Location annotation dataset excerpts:

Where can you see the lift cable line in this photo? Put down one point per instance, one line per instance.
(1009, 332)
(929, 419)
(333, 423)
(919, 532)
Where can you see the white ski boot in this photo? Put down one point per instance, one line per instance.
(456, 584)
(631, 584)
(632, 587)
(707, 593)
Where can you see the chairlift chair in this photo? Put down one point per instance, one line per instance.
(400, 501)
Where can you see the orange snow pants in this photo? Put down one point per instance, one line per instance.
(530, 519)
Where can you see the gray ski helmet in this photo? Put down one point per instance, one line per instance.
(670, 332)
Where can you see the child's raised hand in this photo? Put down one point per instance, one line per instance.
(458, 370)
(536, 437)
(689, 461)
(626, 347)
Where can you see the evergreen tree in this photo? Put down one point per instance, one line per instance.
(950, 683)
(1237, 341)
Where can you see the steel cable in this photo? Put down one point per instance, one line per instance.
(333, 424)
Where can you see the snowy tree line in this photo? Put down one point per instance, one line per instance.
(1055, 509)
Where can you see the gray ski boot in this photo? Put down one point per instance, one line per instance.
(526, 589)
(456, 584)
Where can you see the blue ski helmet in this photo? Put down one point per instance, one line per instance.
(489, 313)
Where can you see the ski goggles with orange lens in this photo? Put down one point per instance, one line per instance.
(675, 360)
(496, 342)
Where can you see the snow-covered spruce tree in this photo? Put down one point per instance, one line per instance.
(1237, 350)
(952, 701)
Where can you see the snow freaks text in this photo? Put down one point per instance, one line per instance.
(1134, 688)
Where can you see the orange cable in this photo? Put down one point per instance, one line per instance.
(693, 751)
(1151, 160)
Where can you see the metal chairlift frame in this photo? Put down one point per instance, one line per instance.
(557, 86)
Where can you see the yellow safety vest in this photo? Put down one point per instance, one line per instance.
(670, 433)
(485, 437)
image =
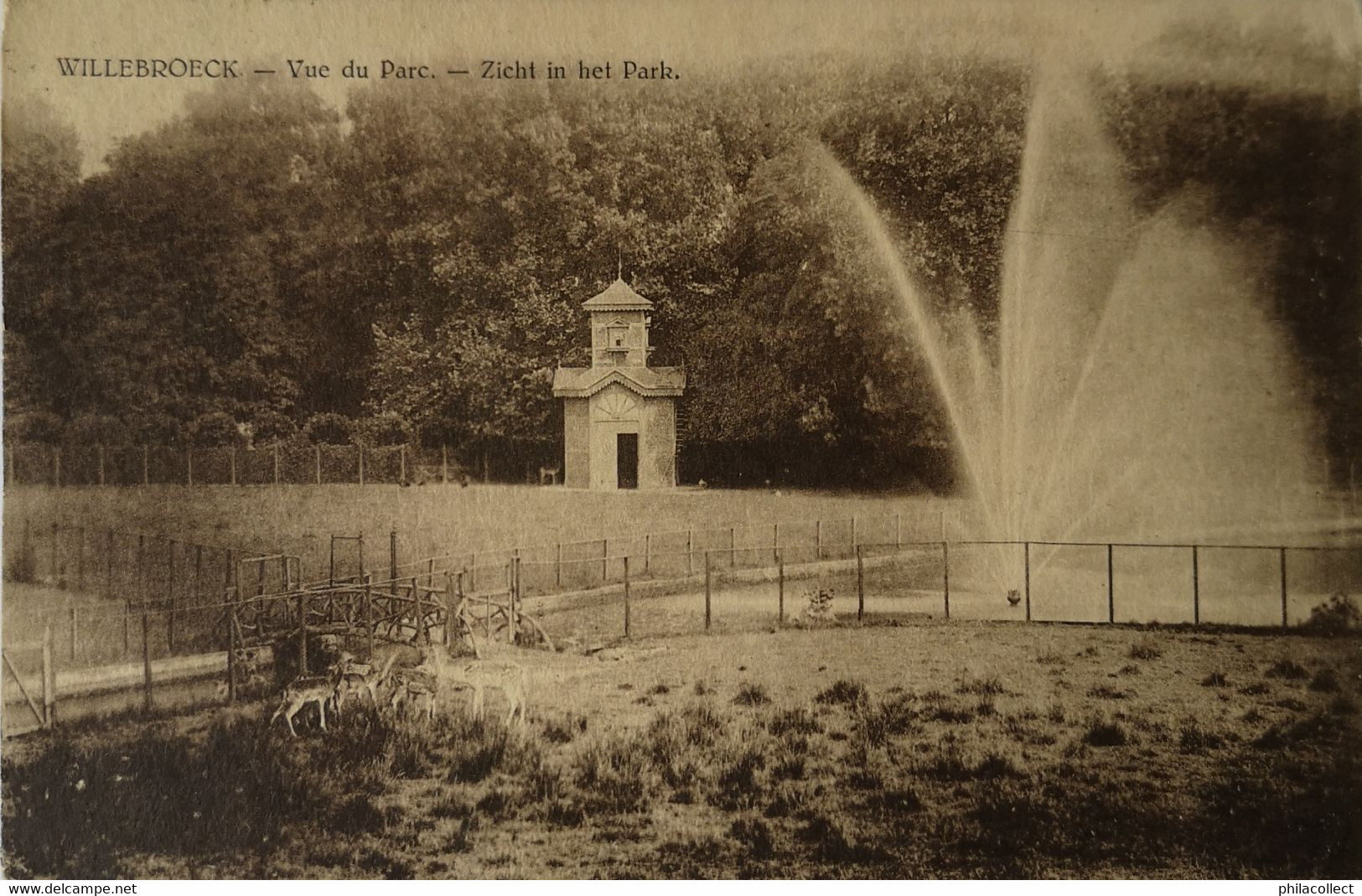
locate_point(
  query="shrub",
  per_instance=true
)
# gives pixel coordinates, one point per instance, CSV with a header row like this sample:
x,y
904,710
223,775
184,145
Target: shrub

--

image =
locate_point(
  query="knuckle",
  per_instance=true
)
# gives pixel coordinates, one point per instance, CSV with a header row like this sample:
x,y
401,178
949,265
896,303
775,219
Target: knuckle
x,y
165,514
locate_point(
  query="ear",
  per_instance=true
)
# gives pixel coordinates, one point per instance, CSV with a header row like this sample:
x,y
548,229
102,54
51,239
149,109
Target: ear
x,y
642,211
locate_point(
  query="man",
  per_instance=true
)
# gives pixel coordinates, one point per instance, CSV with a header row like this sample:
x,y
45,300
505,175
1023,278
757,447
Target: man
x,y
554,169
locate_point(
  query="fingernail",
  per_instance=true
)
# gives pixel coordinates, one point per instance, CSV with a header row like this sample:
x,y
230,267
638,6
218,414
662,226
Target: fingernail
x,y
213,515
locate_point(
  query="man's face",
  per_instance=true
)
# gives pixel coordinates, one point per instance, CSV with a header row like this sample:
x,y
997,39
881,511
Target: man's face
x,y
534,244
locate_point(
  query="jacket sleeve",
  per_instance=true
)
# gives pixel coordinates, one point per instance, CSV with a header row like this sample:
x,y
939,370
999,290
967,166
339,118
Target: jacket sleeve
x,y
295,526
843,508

**Task statement**
Copy the lines of the records word for word, beginning with the line that contains "Where can you see the ski" and ending with the line that contains "Target: shrub", both included. Leave out any pictures.

**Solution**
Where can you see the ski goggles with orange lens in this photo? Put down one point per instance, one line per instance.
(675, 360)
(496, 342)
Where can you see the snow-covered spruce tree in this photo? Put down one point per instance, one line per instance.
(1237, 350)
(952, 701)
Where can you see the snow freaks text in this photo? Put down one point per instance, one line per instance.
(1134, 688)
Where can you see the orange cable in this photo? Put down one point per instance, one line per instance.
(693, 751)
(1151, 160)
Where can you see the metal chairlift frame in this photo? Put down one point per instance, one line per instance.
(557, 86)
Where can you see the yellow safety vest in this photo? Put down one point per instance, one line per instance.
(670, 433)
(485, 437)
image =
locate_point(
  query="shrub",
  per_instance=true
)
# gives pixel coordinates, one point per instance, CSV with a header row like this sample:
x,y
904,710
223,775
184,145
Target: shrub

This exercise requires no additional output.